## [REQUIREMENTS]
Extract, exactly as written, the line that contains "find | sailboat mast" and all lines after it through the end of the records. Omit pictures.

## [PROVIDED INFORMATION]
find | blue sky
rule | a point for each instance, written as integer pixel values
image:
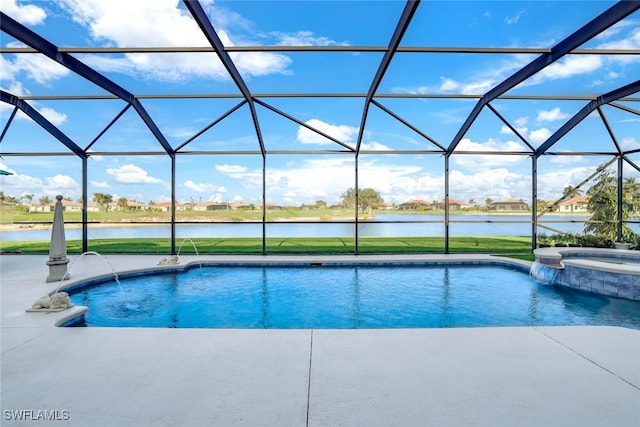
(294, 179)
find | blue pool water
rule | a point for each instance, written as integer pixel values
(346, 297)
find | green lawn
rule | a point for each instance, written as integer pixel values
(510, 246)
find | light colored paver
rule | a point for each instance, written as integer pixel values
(551, 376)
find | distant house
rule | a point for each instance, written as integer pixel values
(133, 206)
(509, 206)
(166, 206)
(578, 204)
(454, 205)
(35, 207)
(239, 206)
(210, 206)
(69, 206)
(414, 205)
(384, 206)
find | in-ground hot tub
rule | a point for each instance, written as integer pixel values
(611, 272)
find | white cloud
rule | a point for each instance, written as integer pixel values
(482, 162)
(552, 115)
(52, 115)
(565, 160)
(131, 174)
(60, 183)
(342, 133)
(568, 67)
(163, 23)
(511, 20)
(629, 143)
(100, 184)
(539, 136)
(374, 146)
(28, 14)
(231, 169)
(303, 38)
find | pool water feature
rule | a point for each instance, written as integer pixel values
(610, 272)
(286, 297)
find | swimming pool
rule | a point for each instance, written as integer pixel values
(289, 297)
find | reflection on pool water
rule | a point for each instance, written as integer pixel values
(286, 297)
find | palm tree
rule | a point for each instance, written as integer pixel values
(631, 188)
(570, 191)
(603, 205)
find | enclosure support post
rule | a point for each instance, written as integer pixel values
(357, 201)
(620, 195)
(446, 203)
(534, 202)
(85, 198)
(173, 205)
(264, 204)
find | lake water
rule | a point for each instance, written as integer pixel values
(397, 225)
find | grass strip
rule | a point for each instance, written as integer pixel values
(501, 245)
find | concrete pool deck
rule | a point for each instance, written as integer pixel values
(530, 376)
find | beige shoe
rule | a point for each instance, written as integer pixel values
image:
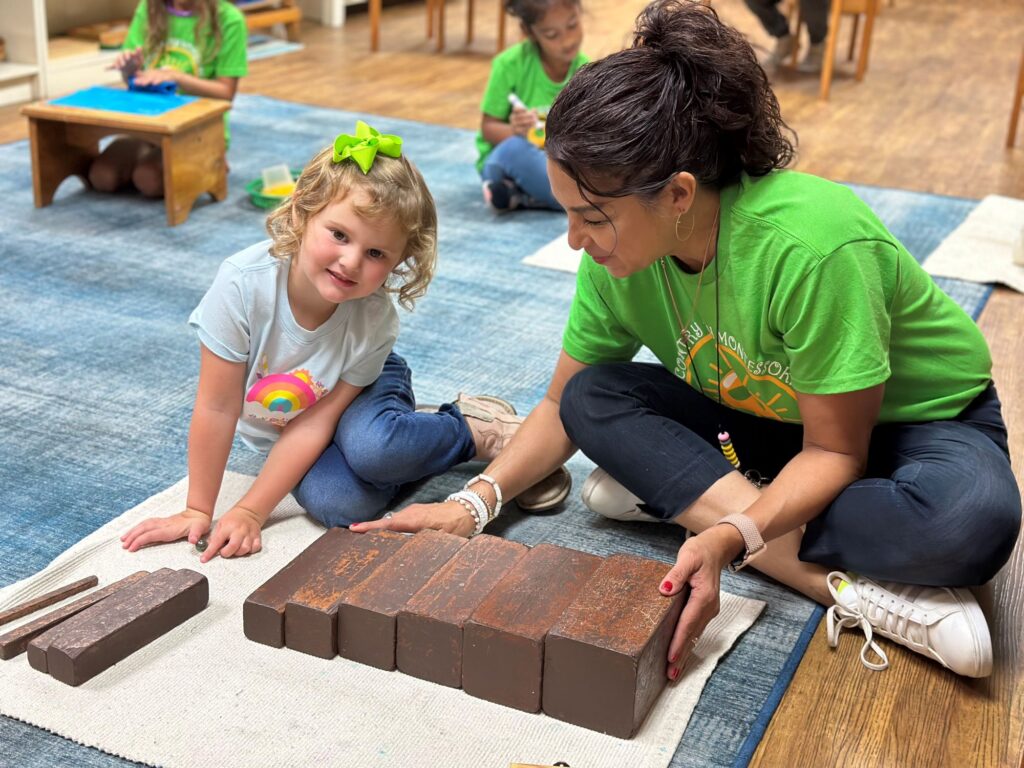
(492, 422)
(547, 494)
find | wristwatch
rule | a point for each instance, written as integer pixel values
(754, 545)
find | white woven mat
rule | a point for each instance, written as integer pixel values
(981, 249)
(556, 255)
(205, 695)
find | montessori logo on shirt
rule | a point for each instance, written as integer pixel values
(760, 387)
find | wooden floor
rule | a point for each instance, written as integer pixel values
(931, 116)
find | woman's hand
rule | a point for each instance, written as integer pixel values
(451, 517)
(698, 564)
(190, 524)
(237, 535)
(522, 121)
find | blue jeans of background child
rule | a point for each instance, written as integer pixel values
(526, 166)
(938, 505)
(380, 444)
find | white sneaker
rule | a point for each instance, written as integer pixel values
(943, 624)
(602, 494)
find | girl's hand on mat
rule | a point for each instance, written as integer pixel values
(698, 564)
(522, 120)
(451, 517)
(237, 535)
(156, 77)
(188, 524)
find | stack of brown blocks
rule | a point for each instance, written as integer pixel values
(83, 638)
(582, 637)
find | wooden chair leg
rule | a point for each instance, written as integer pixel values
(375, 25)
(865, 40)
(1016, 112)
(827, 67)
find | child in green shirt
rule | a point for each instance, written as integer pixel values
(524, 81)
(198, 44)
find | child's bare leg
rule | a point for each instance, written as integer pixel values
(148, 173)
(113, 169)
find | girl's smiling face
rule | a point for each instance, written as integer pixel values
(344, 255)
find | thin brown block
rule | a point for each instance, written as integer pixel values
(503, 653)
(311, 613)
(430, 627)
(605, 658)
(114, 629)
(14, 642)
(54, 596)
(367, 615)
(263, 611)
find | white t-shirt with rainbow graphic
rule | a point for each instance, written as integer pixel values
(245, 316)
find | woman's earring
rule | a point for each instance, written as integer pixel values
(693, 220)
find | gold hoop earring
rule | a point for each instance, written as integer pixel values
(693, 221)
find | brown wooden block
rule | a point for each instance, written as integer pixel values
(368, 614)
(605, 658)
(263, 610)
(54, 596)
(430, 627)
(503, 647)
(311, 613)
(130, 619)
(14, 642)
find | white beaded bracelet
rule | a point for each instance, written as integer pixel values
(498, 494)
(473, 502)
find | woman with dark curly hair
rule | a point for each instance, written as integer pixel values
(816, 389)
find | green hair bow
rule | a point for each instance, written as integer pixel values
(363, 147)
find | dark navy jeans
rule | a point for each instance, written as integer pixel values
(938, 505)
(380, 444)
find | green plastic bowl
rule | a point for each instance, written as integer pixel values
(266, 202)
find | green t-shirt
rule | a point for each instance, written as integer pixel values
(519, 70)
(815, 295)
(184, 53)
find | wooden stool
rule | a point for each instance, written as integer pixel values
(1015, 112)
(436, 8)
(65, 140)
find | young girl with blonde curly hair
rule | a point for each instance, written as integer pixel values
(296, 338)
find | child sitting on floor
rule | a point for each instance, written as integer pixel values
(524, 81)
(296, 336)
(198, 45)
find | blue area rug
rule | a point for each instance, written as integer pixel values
(99, 373)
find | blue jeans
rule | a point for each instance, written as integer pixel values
(380, 444)
(526, 166)
(938, 505)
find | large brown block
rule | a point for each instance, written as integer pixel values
(430, 627)
(54, 596)
(311, 612)
(263, 610)
(14, 642)
(368, 615)
(503, 647)
(605, 658)
(115, 628)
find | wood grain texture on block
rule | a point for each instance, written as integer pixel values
(54, 596)
(430, 627)
(368, 614)
(605, 659)
(263, 610)
(14, 642)
(311, 612)
(117, 627)
(503, 645)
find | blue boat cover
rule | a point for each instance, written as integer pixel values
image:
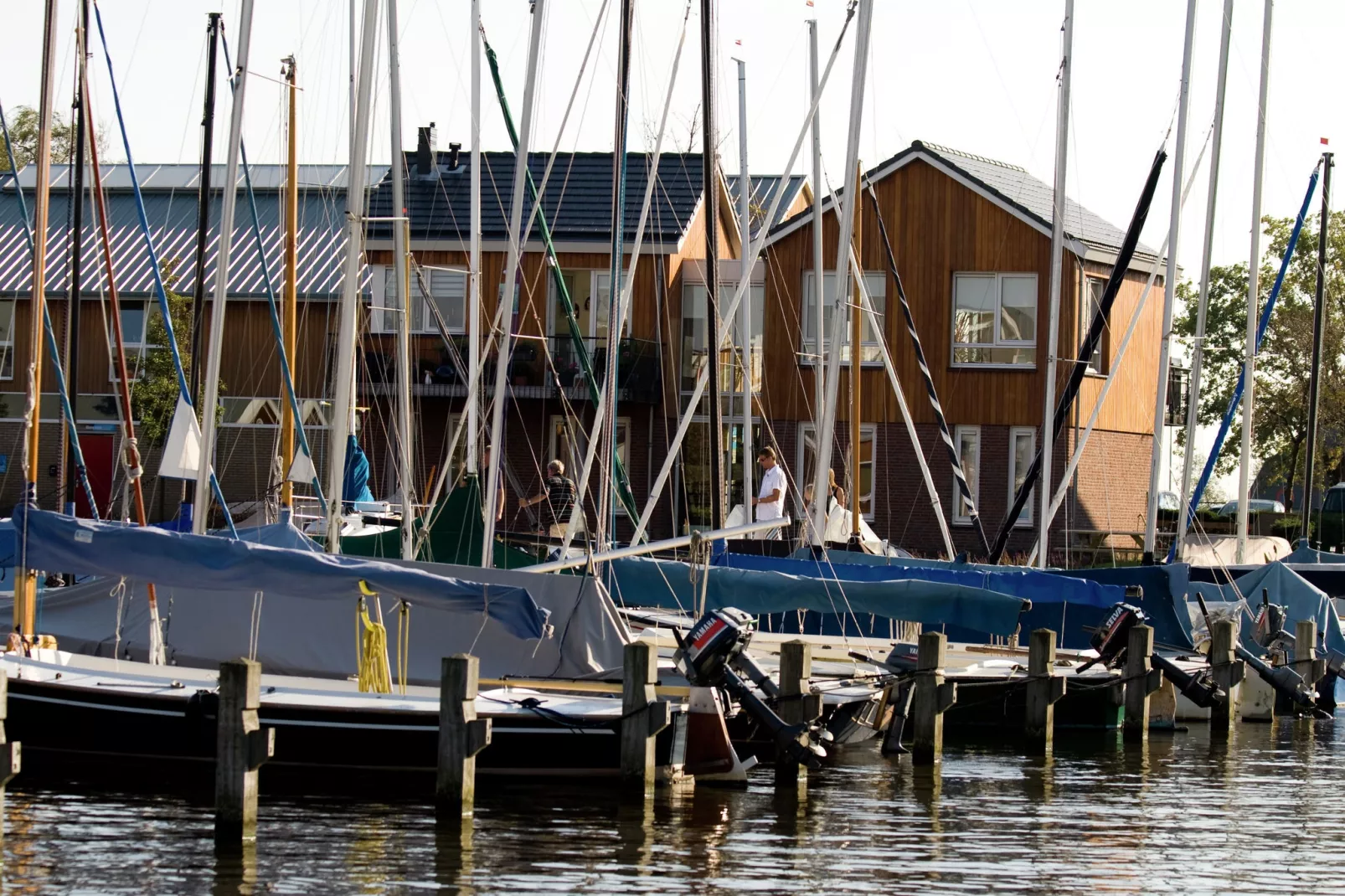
(178, 560)
(1298, 596)
(666, 583)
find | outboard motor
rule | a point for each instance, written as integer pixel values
(1111, 638)
(1200, 687)
(709, 654)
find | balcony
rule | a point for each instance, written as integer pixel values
(539, 369)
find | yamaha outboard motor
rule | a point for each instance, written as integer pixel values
(709, 654)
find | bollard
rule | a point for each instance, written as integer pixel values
(643, 714)
(241, 747)
(1044, 689)
(1229, 673)
(461, 735)
(932, 696)
(1141, 681)
(796, 705)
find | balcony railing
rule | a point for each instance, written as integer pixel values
(539, 369)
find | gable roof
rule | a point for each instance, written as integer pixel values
(577, 201)
(1009, 186)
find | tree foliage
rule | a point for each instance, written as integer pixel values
(1285, 358)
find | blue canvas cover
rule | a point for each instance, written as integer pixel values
(178, 560)
(666, 583)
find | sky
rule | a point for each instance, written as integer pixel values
(977, 75)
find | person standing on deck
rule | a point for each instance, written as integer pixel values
(770, 501)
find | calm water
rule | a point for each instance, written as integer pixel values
(1183, 816)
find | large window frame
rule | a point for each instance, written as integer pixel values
(1001, 350)
(967, 439)
(1016, 475)
(870, 338)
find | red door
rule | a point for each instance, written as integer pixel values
(100, 465)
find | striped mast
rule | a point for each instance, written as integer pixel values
(954, 459)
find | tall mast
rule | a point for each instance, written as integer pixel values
(745, 308)
(219, 295)
(606, 506)
(198, 292)
(1252, 294)
(26, 587)
(1318, 326)
(1169, 287)
(474, 317)
(841, 301)
(710, 184)
(1198, 348)
(819, 370)
(401, 263)
(343, 381)
(515, 250)
(291, 311)
(1058, 261)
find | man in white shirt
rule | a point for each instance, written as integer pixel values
(770, 501)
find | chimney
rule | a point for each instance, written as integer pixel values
(425, 150)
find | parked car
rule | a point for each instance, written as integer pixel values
(1254, 506)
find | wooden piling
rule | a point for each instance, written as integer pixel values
(643, 714)
(932, 698)
(1229, 673)
(796, 705)
(1141, 681)
(1044, 689)
(241, 747)
(461, 736)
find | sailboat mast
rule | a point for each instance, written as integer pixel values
(1252, 294)
(291, 311)
(710, 184)
(1169, 288)
(745, 308)
(26, 585)
(474, 312)
(515, 250)
(1058, 260)
(1203, 307)
(401, 263)
(219, 295)
(343, 383)
(1318, 326)
(198, 292)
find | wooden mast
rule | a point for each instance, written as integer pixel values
(291, 310)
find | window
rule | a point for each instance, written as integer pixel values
(1023, 448)
(994, 319)
(869, 348)
(1090, 303)
(7, 339)
(807, 463)
(969, 451)
(448, 295)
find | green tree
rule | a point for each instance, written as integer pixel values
(23, 133)
(1285, 359)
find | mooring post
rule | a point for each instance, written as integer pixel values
(796, 705)
(461, 735)
(932, 698)
(643, 714)
(1044, 689)
(1229, 673)
(1141, 681)
(241, 747)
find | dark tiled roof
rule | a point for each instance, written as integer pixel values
(171, 209)
(577, 201)
(761, 195)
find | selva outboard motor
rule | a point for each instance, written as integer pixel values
(709, 654)
(1111, 638)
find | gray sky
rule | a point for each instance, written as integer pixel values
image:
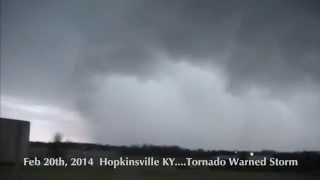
(216, 74)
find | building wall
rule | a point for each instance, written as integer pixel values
(14, 140)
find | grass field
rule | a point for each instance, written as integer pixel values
(147, 174)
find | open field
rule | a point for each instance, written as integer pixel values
(129, 173)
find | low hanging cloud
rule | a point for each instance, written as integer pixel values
(211, 74)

## [SOLVED PROBLEM]
find | sailboat mast
rule | a point for each instance, written as integer pixel values
(1252, 294)
(291, 311)
(710, 184)
(1169, 288)
(745, 308)
(26, 585)
(474, 312)
(515, 250)
(1058, 260)
(1203, 307)
(401, 263)
(219, 295)
(343, 383)
(1318, 326)
(198, 292)
find | wooden mast
rule | a point for each instance, written as integer pixel values
(291, 310)
find | window
rule | a point for each instance, written as integer pixel values
(1023, 448)
(994, 319)
(869, 348)
(1090, 303)
(7, 339)
(807, 463)
(969, 451)
(448, 295)
find | green tree
rule | a point for each instance, written as integer pixel values
(23, 133)
(1285, 359)
find | mooring post
rule | a point for each instance, written as integer pixel values
(796, 705)
(461, 735)
(932, 698)
(643, 714)
(1044, 689)
(1229, 673)
(1141, 681)
(241, 747)
find | dark tiled roof
rule | a point for each instance, written as integer pixel values
(171, 209)
(577, 201)
(761, 195)
find | selva outboard motor
rule | a point for each instance, written as integer pixel values
(709, 654)
(1111, 638)
find | gray sky
rule | a point for each instance, written as integer pixel values
image:
(216, 74)
find | building wall
rule | a point for each instance, written as integer pixel values
(14, 140)
find | grass field
rule | a point for each instance, written as integer pixel values
(147, 174)
find | open field
rule | a point for each instance, written as integer pixel values
(129, 173)
find | low hanging cloud
rule | a point for each instance, written as integer pixel values
(211, 74)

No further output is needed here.